> _Set tasks_:
(A) Copy everything from "4) So Vastra" down to "is a fairytale." in the Doctor Who recap, swapping "dreams" for "nightmares".
(B) Carry on the Doctor Who episode recap from the point where it stops.

> _Text segment_:
4) So Vastra tells Jenny that they need to hold a conference call to figure this out. This conference call is one that takes place in dreams as "Time travel has always been possible in dreams". This is one of the loveliest concepts that Moffat has come up with. Of course time travel can happen in dreams. This is why Doctor Who is as much a science fiction show as it is a fairytale.
5) The conference call needs its other members. One of which is Strax who is fighting Scots, clearly reminiscing about his Sontaran battle days. Still, he asks his burly opponent to knock him out for the call. The other two members are the Doctor's "women". Clara is tricked by Vastra as she inhales a soporific letter and passes out, instead of making her mother's famous souffle. The last member is, as Strax points out somewhat, "The one with the gigantic hair", the one and only, River Song.
6) Can I just say, I have missed River. She is my favourite character in the show after the Doctor. And Alex Kingston plays her with so much sexy wit. Like the way she says "Disgracefully" when they ask her how she turned the dream tea into champagne.
7) Also, this is the first meeting between Clara and River. Vastra explains that Clara is the Doctor's latest "traveling assistant" and Clara informs River that even though the Doctor had mentioned a Professor Song, she never realised that it was a woman he was talking about.
OH NO SHE DIDN'T! *snap snap*
9) Now level with me here. River in "Silence of the Library"/"Forest of the Dead" knew the Doctor's name. He says that there was only one time he would tell it. And he didn't tell her when they were married and she already knows it before "his greatest secret is revealed", and this is post-Library River. So that basically leads to the only conclusion about how River found out- crazy Timelore/part-Timelord sex. How else has she worked upon him? The Doctor dances well, my friends. This is my theory and I'm sticking with it unless you can provide me with a more logical one.
10) So what is this big secret all about. TRENZALORE! This was a major plot point in series 6. There is a prophecy- "On the fields of Trenzalore, at the fall of the eleventh, when no living creature can speak falsely or fail to answer, a question will be asked, a question that must never, ever be answered." The said question is- "The First Question, the oldest question in the Universe, hidden in plain sight." I'm mentioning all this because Moffat has played a masterstroke with all of it.

> _Data lines_:
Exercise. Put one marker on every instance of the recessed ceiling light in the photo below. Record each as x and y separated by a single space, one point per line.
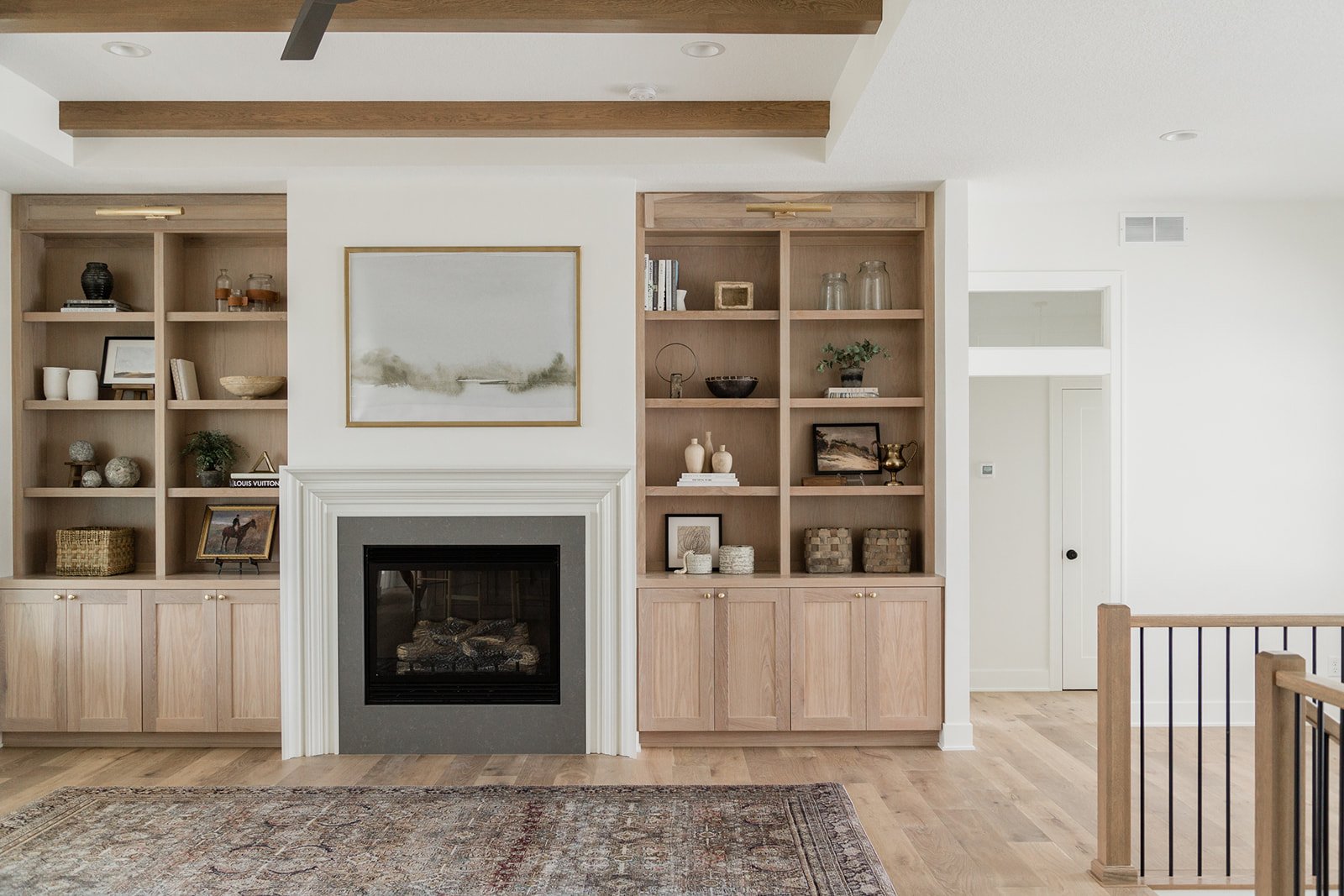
123 49
702 49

> _Outputs_:
(A)
4) So Vastra tells Jenny that they need to hold a conference call to figure this out. This conference call is one that takes place in nightmares as "Time travel has always been possible in nightmares". This is one of the loveliest concepts that Moffat has come up with. Of course time travel can happen in nightmares. This is why Doctor Who is as much a science fiction show as it is a fairytale.

(B)
11) However, River gets worried because Vastra has misunderstood the message. Just then, Jenny starts to feel uneasy as we find out that the Whisper Men, who are the new pretty scary-looking monsters, have broken into her and Vastra's house. The part when the actress Catrin Stewart says "So sorry ma'am... I think I've been murdered." is both chilling and very sad at the same time. Saul Metzstein's direction is excellent.
12) River then wakes Vastra and Strax up, by slapping and throwing champagne on the face respectively and they are shown to be surrounded by the Whisper Men. They even come inside the dream and then Dr. Simeon, played fabulously by Richard E. Grant, from "The Snowmen" appears to them and tells them to tell the Doctor that "His friends are lost for ever more, unless he goes to Trenzalore."
13) Clara wakes up then and we finally see the Doctor, who has been fooled to play blind man's bluff by Artie and Angie because they wanted to go to the cinemas. "The little Daleks" is my new favourite curse.
14) So Clara tells the Doctor everything and this really shakes him up. Let me just say that Matt Smith in this scene deserves all of the awards. Eleven crying is usually the saddest thing ever, but this was so much more hopeless and quiet and just heartbreaking, and Smith made it so honest and didn't overdo it in anyway. I would like to point out that I'm still not completely sure why the Doctor is crying here. For River? For Trenzalore and all that it means?
"And it was Trenzalore? It was definitely Trenzalore?"
15) But still, Eleven decides to go to Trenzalore to save Vastra, Strax and Jenny as they were kind to him in his darkest times, as seen in "The Snowmen". He uses Clara's psychic memory to get the space-time coordinates. And what is at Trenzalore? A secret the Doctor will take to the grave. Not just any grave, but the Doctor's grave. That's where the Doctor is buried. We heard a similar thing in "Hide" in which Clara talks about her own grave. She talks about how all his companions are ghosts for the Doctor because they are all buried somewhere (Amy and Rory *sniff*), but if we use the same logic on the Doctor, he is like a living ghost too. Or at least versions of him are (more on that later).
16) So when they are near Trenzalore, the TARDIS starts acting up because she realises where it is that they are going. She shuts down and hovers over Trenzalore, which looks like a war-ravaged planet. When Clara asks if they will jump down there, the Doctor replies "Don't be silly. We fall." FALL OF THE ELEVENTH! I'm pretty certain I wasn't the only one who thought that meant the end of the Eleventh regeneration of the Doctor, but Moffat had other plans. Moffat masterstroke #1.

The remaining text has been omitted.